Activity: Your response should consist of every line below, reproduced without alteration.

--- Raw data Enclosed Below ---

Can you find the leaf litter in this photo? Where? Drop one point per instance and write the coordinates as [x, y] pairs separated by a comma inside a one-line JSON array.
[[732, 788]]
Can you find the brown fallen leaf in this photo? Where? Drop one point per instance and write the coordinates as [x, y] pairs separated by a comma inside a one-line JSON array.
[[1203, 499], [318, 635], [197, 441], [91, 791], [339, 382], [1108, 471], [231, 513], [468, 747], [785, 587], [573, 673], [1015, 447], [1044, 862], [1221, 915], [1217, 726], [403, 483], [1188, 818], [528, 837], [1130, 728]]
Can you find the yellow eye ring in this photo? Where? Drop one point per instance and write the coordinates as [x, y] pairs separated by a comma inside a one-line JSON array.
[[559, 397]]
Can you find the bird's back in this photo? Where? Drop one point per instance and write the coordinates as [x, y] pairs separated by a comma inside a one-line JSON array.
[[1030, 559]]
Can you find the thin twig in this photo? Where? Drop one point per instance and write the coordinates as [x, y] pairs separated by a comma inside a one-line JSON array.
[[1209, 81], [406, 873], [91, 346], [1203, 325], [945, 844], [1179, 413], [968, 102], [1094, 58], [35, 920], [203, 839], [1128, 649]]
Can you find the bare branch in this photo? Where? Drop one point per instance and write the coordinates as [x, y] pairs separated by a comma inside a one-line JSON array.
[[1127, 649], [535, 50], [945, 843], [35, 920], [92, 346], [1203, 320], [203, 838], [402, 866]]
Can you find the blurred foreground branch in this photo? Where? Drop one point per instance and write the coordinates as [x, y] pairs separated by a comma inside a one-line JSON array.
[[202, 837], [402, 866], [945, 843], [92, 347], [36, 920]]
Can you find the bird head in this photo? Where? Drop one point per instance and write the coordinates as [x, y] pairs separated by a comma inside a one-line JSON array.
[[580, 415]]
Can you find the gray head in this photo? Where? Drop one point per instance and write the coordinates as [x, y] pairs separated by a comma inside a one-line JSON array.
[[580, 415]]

--- End of Enclosed Raw data ---

Response below:
Can you find the leaf litter in this photo? Where? Drop one point per instance and write the coordinates as [x, y] pairs separated by a comma inside a one-line JSON array.
[[732, 788]]
Can you find the brown fallen leaf in this photo? Where? Drop one point per instance and write the coordinates as [x, y] pairs separated by a comma inside a one-line JSON array.
[[1203, 499], [318, 635], [197, 441], [91, 791], [339, 382], [1108, 471], [231, 513], [468, 747], [785, 587], [573, 673], [1015, 447], [1044, 862], [1221, 915], [1217, 726], [403, 483], [1188, 818], [528, 837], [1130, 728]]
Can you find the yellow eye ring in this photo? Where? Drop one point per instance and write the coordinates as [x, y] pairs separated by a comma inside a one-line JSON array.
[[559, 397]]
Can you find the bird's back in this photo? Where? Drop one point per instance and write the coordinates as [x, y] pairs separated by a comma inside a one-line JSON array.
[[1030, 559]]
Can you find the thin twig in this photo? Where? Drop one point per instance and write the coordinates as [x, y] pairs separated by a comma inside a one-line JSON array.
[[1209, 81], [406, 873], [91, 346], [1203, 325], [945, 844], [1179, 413], [968, 102], [1094, 58], [35, 920], [203, 839], [1128, 649]]
Can you find the bare branch in this photo? Where? Drop one point per instance and write the coordinates as [x, y] pairs separated by a comma inside a one-line JSON array.
[[1127, 649], [535, 50], [945, 843], [35, 920], [92, 346], [1203, 320], [203, 838], [402, 866]]
Can you find the blurred foreground branch in this photo? Where? Drop one point per instance and write the coordinates as [x, y] pairs separated by a comma inside a one-line JSON array.
[[202, 837], [402, 866], [945, 843], [92, 347], [36, 920]]
Can you find the bird head in this photo? Where? Drop one point per instance and write the coordinates as [x, y] pairs separated by a comma inside a one-line JSON array.
[[580, 415]]
Can you find the gray head in this photo? Where? Drop one point per instance and write the coordinates as [x, y] pairs separated by a comma inside a one-line JSON array.
[[580, 415]]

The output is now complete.